From: Mark . Burgess
Subject: Re: Puzzler: Can cfengine replace make?
Date: Tue, 6 Nov 2001 23:43:10 +0100 (MET)

On  6 Nov, Marion Hakanson wrote:
> Steve Traugott wrote:
> 
>> (Cc'ing to both address@hidden and address@hidden).
>> 
>> Many of us commonly use 'make' as a state engine for tracking
>> long-term dependencies over the life of a machine.  For instance,
>> here's a fragment of a real-world makefile, used in a AIX environment,
>> . . .
>> Now, here's the question:  Can anyone see a way to do this once-only
>> type of action cleanly in cfengine?  I've tried several different ways
>> over the years, but I've never been satisfied with the results.  
>> 
>> Steve
> 
> Folks,
> 
> We've also been frustrated here with cfengine's apparently not having a
> way to represent make-like semantics ("update this item only if it's older
> than the source").  A former colleague came up with a trick for dealing
> with this issue in the "editfiles:" section of a cfengine file, basically
> by embedding a timestamp within the file being edited.  Here's an excerpt:
> 

You can do this straightforwardly in cfengine, and it will be even
easier in cfengine 2, but again it boils down to whether you
couldn't do it in a more cfengine like way. It depends on the
problem in each case -- it's like asking for a one to one translation
between German and French. Can't do it for every case.

◇ ◇ ◇ ◇ ◇ ◇ ◇

> Brief 1
Render the records as a numbered list, leaving out blank lines, starting at the line that contains "[trace] hazy horizon -> outlines" and ending at the line that contains "44L72 38L72 67L131", both included.

◇ ◇ ◇ ◇ ◇ ◇ ◇

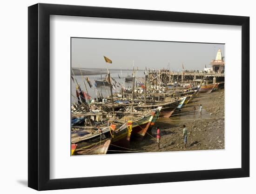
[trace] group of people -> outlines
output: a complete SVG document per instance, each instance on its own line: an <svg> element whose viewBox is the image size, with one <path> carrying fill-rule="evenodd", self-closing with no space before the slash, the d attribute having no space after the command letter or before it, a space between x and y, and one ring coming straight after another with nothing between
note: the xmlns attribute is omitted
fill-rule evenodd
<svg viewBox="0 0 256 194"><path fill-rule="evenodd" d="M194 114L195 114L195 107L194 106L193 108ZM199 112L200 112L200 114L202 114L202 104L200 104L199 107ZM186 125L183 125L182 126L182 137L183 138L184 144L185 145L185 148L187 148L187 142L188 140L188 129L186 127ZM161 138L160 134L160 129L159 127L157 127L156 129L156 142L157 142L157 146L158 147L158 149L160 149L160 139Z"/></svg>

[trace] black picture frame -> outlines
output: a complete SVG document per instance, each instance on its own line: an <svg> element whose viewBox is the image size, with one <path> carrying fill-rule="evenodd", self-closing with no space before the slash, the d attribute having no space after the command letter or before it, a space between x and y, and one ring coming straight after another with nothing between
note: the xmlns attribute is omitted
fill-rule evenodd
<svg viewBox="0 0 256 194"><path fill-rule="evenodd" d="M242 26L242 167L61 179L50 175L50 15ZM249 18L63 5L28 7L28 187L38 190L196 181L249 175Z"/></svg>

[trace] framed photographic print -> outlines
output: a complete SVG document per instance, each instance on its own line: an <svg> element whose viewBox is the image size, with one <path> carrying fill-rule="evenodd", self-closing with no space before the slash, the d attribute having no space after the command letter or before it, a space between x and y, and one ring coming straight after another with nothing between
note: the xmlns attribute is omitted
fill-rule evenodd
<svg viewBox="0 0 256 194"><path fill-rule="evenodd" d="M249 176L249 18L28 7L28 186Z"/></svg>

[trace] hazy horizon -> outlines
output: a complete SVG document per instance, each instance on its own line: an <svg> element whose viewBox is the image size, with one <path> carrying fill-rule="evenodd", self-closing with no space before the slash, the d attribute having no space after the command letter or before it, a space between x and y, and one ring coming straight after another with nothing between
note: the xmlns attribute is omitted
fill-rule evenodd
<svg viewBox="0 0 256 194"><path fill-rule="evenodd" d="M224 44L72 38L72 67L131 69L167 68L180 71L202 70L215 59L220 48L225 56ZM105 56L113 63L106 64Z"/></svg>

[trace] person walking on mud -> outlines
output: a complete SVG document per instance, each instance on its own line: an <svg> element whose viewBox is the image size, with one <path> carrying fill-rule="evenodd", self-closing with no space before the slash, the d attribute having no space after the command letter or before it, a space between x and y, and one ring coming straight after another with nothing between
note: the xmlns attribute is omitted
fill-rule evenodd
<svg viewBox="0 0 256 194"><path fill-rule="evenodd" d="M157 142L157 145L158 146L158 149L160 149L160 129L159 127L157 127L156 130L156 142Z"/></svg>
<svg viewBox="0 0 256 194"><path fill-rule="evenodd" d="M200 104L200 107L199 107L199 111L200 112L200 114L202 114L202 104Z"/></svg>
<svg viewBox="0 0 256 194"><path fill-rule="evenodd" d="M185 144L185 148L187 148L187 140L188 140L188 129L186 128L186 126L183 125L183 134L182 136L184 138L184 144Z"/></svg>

◇ ◇ ◇ ◇ ◇ ◇ ◇

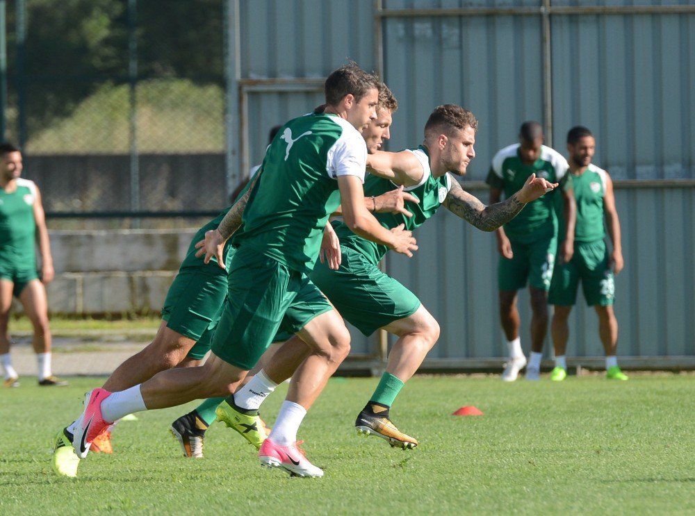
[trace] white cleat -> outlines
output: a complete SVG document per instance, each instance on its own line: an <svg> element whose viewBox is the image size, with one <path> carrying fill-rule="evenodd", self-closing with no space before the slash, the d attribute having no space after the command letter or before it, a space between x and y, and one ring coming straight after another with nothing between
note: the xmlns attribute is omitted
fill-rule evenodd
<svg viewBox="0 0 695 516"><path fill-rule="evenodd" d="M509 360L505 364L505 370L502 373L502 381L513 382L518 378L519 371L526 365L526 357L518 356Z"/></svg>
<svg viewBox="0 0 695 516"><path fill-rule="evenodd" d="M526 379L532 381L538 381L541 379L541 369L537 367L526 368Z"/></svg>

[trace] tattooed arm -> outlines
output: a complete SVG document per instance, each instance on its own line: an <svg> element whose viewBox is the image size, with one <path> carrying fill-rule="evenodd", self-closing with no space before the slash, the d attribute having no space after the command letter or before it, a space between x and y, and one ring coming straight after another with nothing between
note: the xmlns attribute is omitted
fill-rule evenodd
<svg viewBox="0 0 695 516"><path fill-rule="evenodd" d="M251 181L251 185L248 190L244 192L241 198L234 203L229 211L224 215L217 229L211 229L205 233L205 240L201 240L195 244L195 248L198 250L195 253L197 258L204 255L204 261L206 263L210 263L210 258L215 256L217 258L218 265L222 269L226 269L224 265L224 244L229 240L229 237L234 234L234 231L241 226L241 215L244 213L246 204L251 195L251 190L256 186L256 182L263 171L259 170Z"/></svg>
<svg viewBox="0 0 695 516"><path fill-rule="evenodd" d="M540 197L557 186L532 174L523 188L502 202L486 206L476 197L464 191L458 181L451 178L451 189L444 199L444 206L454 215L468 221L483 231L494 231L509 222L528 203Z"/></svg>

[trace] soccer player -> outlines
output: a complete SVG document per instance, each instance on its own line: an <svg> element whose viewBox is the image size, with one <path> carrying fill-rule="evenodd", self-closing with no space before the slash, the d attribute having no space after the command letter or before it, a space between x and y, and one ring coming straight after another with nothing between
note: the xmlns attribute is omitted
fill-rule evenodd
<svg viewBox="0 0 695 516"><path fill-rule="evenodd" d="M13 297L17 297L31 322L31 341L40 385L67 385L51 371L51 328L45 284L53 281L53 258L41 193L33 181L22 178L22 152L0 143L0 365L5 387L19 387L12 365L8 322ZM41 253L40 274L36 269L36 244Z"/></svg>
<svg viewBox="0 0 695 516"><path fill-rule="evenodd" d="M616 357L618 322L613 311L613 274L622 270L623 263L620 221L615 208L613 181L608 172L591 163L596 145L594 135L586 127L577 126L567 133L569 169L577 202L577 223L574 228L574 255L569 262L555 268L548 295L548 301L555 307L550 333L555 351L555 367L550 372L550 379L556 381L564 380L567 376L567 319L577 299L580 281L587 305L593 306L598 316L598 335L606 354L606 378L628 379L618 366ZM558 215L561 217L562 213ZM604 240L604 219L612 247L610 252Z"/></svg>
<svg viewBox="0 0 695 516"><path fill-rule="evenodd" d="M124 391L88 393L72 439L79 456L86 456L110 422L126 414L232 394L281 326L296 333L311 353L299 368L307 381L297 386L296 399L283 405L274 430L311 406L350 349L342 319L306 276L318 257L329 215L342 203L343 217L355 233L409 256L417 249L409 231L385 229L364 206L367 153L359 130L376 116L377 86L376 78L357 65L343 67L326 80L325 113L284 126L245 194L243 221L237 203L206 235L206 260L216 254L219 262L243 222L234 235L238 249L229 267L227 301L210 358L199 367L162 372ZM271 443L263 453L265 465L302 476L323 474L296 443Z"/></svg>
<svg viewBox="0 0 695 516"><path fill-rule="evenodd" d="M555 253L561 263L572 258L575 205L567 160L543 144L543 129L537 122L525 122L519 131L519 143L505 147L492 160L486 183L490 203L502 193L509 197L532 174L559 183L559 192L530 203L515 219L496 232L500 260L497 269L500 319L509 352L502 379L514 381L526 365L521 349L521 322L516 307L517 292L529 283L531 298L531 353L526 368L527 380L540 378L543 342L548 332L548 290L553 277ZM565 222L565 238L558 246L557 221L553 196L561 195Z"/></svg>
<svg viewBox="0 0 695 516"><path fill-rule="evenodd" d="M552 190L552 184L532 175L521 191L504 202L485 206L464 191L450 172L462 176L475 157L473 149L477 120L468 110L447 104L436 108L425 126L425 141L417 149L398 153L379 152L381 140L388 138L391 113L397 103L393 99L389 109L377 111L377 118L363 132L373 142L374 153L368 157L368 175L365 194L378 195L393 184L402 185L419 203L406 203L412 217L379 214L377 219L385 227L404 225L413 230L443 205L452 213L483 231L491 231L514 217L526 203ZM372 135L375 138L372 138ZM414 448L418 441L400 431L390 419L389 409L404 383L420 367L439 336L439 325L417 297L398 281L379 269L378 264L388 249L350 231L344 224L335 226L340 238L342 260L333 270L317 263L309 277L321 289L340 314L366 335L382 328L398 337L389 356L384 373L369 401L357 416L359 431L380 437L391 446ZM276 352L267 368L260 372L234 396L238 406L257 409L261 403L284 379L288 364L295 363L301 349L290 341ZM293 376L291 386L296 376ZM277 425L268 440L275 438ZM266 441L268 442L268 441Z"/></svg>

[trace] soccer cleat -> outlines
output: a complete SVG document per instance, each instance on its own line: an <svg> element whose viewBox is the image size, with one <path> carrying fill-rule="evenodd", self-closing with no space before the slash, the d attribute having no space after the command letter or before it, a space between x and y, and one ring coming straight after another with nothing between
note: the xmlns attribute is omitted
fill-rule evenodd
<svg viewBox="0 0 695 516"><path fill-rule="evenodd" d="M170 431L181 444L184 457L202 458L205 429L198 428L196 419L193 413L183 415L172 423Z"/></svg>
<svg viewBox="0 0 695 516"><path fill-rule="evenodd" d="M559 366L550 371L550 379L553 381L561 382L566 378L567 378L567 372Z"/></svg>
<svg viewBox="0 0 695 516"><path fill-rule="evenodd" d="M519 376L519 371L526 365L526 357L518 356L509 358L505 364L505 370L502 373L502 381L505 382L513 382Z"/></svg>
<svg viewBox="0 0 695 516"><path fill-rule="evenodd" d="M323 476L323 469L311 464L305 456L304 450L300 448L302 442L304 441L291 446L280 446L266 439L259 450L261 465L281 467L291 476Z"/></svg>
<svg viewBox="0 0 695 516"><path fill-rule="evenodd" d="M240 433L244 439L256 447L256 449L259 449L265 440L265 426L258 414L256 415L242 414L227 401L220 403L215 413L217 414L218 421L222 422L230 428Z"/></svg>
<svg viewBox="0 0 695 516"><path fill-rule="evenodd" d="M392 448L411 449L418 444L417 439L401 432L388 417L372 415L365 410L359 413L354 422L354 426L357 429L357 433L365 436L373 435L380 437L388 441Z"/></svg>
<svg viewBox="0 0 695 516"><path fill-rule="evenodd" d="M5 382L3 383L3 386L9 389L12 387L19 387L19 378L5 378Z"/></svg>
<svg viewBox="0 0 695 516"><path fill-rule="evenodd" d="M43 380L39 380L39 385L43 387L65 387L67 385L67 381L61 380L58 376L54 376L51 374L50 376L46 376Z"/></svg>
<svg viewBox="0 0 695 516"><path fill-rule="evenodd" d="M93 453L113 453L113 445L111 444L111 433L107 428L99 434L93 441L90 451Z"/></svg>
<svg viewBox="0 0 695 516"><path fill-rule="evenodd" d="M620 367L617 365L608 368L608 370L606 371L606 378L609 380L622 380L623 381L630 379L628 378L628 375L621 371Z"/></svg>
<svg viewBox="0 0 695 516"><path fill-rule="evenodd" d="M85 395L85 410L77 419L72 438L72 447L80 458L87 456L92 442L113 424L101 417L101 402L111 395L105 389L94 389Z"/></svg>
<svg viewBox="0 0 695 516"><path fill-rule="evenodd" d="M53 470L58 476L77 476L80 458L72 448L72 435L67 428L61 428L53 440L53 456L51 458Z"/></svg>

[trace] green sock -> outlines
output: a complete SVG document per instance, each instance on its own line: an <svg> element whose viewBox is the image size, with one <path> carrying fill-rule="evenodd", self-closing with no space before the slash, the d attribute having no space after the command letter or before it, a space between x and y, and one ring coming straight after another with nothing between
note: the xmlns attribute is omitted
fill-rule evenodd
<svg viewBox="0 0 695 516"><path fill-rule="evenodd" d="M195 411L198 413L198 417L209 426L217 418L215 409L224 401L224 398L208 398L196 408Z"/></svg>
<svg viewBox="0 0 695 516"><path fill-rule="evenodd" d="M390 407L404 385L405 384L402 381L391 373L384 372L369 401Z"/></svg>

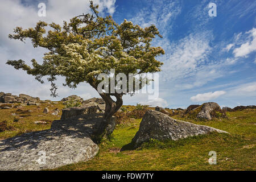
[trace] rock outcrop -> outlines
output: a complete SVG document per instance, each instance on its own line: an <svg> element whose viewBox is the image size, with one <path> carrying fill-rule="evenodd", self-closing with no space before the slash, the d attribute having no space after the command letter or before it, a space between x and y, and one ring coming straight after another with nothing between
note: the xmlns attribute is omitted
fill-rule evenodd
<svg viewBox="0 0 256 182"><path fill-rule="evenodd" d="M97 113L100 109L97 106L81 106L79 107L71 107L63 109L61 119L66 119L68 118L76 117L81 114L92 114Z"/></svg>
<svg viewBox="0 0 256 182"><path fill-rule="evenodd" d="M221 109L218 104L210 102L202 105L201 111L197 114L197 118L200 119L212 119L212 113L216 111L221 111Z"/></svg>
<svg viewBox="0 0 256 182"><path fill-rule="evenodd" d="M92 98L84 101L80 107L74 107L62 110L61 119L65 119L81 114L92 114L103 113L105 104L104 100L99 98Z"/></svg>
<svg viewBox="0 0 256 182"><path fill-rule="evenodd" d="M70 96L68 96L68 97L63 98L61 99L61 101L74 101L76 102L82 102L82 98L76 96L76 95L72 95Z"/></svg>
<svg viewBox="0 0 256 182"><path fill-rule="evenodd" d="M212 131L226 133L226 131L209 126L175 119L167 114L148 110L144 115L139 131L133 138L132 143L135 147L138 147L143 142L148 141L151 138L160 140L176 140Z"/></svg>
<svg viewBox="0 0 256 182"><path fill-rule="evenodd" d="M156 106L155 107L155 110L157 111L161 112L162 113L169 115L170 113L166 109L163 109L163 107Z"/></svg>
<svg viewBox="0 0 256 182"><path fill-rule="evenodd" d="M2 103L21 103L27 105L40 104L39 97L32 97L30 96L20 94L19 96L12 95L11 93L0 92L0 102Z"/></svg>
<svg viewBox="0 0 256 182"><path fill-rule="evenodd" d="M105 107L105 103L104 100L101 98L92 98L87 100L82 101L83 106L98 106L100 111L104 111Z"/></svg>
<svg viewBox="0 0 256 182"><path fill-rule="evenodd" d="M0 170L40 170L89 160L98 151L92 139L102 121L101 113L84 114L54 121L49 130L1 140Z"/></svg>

◇ ◇ ◇ ◇ ◇ ◇ ◇

> Brief 2
In the mailing-list message on cfengine and make, what problem led a former colleague to embed a timestamp within the file being edited? Explain in one to three sentences.

> Problem solution 1
1. [trace] hazy horizon -> outlines
2. output: a complete SVG document per instance, each instance on its own line: an <svg> element whose viewBox is the image size, with one <path> carrying fill-rule="evenodd", self-closing with no space before the slash, the d attribute having no space after the command letter or before it, a space between x and y, and one ring coming straight after another with nothing between
3. note: the xmlns attribute is omitted
4. fill-rule evenodd
5. <svg viewBox="0 0 256 194"><path fill-rule="evenodd" d="M224 44L72 38L72 67L131 69L167 68L180 71L202 70L215 59L220 48L225 56ZM105 56L113 63L106 64Z"/></svg>

> Problem solution 2
Cfengine apparently had no way to represent make-like semantics, meaning updating an item only if it is older than its source. Embedding a timestamp in the file being edited in the "editfiles:" section was a trick for dealing with that gap.